------ Material to process ------

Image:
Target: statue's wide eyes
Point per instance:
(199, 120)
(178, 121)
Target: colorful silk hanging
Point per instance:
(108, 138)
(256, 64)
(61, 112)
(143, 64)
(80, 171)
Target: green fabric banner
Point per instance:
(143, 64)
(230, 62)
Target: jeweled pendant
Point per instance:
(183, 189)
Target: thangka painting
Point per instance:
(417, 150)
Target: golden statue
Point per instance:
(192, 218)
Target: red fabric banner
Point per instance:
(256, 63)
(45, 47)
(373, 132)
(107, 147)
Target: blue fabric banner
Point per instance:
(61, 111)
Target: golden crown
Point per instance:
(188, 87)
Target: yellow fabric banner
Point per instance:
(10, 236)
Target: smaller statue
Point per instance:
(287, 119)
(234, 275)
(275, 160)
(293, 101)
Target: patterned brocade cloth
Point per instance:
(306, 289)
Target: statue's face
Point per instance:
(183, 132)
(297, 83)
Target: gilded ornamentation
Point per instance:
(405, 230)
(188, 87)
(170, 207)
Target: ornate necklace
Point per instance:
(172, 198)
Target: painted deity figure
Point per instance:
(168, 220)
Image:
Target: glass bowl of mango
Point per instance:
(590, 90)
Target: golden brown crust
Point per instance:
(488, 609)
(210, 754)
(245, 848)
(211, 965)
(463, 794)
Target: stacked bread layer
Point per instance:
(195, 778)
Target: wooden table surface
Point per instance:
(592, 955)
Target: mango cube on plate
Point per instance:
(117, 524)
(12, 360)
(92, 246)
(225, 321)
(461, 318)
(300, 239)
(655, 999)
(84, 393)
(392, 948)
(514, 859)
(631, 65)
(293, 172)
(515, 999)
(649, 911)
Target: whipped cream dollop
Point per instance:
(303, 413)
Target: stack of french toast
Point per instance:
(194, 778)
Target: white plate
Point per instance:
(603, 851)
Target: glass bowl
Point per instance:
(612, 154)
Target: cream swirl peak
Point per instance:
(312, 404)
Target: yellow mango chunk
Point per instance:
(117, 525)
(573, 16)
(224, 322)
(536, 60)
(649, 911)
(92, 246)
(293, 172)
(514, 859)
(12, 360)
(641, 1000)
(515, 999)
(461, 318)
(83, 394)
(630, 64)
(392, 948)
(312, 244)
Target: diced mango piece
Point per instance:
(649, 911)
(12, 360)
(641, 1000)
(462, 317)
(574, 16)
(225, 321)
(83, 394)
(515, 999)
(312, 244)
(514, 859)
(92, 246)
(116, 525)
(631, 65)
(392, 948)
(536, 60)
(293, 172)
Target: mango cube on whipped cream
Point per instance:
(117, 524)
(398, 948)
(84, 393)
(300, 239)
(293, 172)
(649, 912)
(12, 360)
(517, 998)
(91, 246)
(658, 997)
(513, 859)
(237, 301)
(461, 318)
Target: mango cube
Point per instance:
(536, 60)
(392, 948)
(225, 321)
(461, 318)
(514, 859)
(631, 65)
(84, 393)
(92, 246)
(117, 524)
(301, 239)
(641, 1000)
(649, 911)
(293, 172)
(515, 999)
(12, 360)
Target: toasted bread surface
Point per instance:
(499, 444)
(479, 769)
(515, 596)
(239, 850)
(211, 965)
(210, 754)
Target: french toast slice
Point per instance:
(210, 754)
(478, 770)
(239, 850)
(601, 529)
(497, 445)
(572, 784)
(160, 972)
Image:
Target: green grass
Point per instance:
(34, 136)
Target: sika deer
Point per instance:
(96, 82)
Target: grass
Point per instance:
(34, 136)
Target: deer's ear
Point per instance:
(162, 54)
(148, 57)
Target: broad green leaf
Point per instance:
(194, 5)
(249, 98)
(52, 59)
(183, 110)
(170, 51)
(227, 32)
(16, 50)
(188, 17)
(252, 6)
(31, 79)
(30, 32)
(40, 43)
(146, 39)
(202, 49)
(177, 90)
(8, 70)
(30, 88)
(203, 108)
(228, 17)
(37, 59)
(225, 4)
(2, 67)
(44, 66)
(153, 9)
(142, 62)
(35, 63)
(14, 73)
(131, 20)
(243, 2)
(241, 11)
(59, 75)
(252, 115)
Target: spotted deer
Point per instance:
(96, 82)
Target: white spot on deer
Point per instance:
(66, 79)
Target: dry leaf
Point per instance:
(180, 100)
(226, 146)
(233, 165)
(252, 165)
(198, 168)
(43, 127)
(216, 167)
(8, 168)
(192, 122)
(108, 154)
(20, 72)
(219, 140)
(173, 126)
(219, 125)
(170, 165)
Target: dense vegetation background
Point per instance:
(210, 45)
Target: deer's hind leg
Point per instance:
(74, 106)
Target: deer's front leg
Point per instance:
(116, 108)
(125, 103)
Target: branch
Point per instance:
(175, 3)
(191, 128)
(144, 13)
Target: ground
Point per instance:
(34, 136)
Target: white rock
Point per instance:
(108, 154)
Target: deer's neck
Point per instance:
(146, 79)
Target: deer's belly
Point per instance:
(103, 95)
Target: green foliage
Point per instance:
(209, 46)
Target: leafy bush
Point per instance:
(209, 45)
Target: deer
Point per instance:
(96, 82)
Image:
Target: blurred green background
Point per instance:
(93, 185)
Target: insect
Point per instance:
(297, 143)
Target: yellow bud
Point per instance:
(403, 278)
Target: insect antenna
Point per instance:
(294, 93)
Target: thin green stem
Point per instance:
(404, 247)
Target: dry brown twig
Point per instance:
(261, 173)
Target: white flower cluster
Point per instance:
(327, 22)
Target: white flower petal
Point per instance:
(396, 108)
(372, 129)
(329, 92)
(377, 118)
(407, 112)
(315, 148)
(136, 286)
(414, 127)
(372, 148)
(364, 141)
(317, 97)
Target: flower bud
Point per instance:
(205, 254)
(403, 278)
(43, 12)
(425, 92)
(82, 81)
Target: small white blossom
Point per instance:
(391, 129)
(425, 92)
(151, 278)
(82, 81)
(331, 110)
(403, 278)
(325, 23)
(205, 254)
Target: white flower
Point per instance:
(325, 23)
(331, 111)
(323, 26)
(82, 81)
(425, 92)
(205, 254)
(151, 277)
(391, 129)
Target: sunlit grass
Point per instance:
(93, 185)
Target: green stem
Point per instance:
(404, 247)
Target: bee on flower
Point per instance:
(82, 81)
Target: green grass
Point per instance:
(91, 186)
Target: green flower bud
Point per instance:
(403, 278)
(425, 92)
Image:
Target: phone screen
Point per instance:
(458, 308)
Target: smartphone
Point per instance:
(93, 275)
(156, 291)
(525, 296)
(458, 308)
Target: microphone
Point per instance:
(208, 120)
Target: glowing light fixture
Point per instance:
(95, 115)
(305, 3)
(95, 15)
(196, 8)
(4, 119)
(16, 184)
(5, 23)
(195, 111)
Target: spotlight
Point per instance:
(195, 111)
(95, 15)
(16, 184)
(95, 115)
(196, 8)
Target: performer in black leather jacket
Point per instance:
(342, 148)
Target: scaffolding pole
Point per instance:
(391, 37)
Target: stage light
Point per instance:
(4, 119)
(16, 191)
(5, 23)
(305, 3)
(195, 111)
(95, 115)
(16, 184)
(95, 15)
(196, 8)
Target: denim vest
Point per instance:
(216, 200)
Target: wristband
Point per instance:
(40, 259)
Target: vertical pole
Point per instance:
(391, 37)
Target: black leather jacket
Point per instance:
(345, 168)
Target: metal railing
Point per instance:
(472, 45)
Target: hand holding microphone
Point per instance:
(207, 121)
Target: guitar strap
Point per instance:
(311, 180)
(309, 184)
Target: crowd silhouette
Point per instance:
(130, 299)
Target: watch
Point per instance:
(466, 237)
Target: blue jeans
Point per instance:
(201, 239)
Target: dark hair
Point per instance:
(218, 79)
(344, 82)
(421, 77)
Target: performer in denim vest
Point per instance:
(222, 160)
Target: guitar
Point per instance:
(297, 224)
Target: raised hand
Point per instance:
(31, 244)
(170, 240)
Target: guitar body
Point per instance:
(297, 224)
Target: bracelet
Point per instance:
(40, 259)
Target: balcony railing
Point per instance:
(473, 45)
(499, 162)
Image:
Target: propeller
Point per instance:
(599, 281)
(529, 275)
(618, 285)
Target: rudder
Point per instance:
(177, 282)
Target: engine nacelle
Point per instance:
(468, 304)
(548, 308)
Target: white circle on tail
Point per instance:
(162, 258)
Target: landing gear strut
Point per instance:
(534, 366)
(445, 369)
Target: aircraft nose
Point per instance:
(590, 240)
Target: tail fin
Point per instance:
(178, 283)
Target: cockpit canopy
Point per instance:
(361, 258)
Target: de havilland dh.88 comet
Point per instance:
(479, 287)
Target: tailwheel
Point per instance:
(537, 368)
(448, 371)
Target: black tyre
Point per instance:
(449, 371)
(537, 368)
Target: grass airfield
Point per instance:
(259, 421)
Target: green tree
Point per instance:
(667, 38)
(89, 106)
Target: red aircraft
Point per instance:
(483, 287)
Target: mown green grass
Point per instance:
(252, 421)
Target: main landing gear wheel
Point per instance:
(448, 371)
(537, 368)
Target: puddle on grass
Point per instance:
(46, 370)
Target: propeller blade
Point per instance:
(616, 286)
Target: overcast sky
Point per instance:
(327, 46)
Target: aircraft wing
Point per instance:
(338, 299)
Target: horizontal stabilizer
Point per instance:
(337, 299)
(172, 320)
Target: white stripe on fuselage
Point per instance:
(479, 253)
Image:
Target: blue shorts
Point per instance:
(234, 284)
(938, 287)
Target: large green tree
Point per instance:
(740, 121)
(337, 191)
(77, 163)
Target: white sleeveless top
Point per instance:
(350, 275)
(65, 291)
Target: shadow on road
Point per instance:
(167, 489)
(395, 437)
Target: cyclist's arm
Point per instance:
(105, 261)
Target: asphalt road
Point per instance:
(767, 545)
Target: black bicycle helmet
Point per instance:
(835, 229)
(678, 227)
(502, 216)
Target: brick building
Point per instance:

------

Could you filter the entries above for lines holding the string "french" and copy them?

Target: stack of french toast
Target: french toast slice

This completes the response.